The agreement further prohibited Benson from using or disclosing confidential information. He was given confidential customer and pricing lists and was entrusted with preexisting customers. The agreement expressly stated that the parties' rights and obligations "bind and inure to the benefit of any successor or successors of Keene by ... merger...." Kasco is a successor in interest to Keene, and the rights and obligations of Keene were assigned to Kasco.

In the summer of 1988, following the merger of Keene with Kasco, employment contracts were sent to all employees including Benson. The preexisting agreements with Keene were "restated for the record." Benson refused to sign the 1988 contract and alleges that he informed Kasco in August 1988 that he considered the noncompetition covenants "null and void." He continued, however, to work for Kasco and on February 15, 1989, provided written notice that he would resign effective March 1, 1989.

Benson was one of Kasco's top five salespersons. Kasco's customers developed a pleasant, ongoing relationship with him. In effect, Benson was Kasco in his territory, and he was responsible for the goodwill of the business because he was the only sales representative in his territory.

We have previously held that "`a covenant not to compete is necessary for the protection of the goodwill of the business when it is shown that although the employee learns no trade secrets, he may likely draw away customers from his former employer, if he were permitted to compete nearby.'" System Concepts, Inc. v. Dixon, 669 P.2d 421, 426 (Utah 1983) (quoting Allen v. Rose Park Pharmacy, 120 Utah. 608, 617, 237 P.2d 823, 827-28 (1951)).

----

### THE TASK:
Please continue the passage about Benson's noncompetition agreement with Kasco, starting after its final sentence.

### STUDY MATERIAL:
----

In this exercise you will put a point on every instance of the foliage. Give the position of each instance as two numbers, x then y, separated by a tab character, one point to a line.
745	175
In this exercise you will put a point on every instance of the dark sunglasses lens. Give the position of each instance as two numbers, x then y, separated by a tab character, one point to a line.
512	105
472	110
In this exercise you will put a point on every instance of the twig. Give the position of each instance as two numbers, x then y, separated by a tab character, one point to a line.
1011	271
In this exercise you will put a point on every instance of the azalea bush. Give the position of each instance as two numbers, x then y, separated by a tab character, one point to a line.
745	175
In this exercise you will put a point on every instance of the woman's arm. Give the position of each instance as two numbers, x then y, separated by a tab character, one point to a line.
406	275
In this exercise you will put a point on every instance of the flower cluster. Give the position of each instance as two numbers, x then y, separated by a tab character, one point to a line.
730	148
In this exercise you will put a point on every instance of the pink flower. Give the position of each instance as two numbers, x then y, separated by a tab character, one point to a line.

----

### TASK RESPONSE:
Shortly after terminating employment with Kasco, Benson began a butcher supply business with his wife Connie, in direct competition with Kasco. The business was called Tri-B-Supply, and they employed their son Robert. When Kasco became aware of this, it brought this action for damages and sought a preliminary injunction. The trial judge granted the injunction against Larry Benson, finding that the four requirements set forth in Allen v. Rose Park Pharmacy, 120 Utah at 619, 237 P.2d at 828, had been satisfied.1 Moreover, the court determined that Kasco had also met the requirements of Robbins v. Finlay, 645 P.2d 623, 627-28 (Utah 1982), which held that not only must the restrictive covenant be necessary to protect the goodwill of the business, but also the employer must show that the services rendered by the employee are special, unique, or extraordinary.2

The trial judge determined that the eighteen-month time period specified in the covenant began to run in August 1988, when Benson refused to sign the new employment contract and allegedly told Kasco that he would not abide by the noncompetition covenant. The judge refused to enjoin Connie and later denied Kasco's motion to amend its complaint to add Robert as a defendant. We granted an interlocutory appeal to review these rulings. During the pendency of this appeal, we enjoined Larry, Connie, and Robert Benson, along with Tri-B-Supply, from further soliciting or accepting business from Kasco's customers. The assertion in the dissenting opinion that Kasco did not timely petition for an interlocutory appeal is without merit. The April 10, 1989 order granting a preliminary injunction was not a final order, but an interlocutory order, which by its very nature was subject to modification. See Utah R.Civ.P. 54(b). In 1990, Kasco sought to modify the April 10, 1989 order. This appeal was timely taken from the court's refusal to do so.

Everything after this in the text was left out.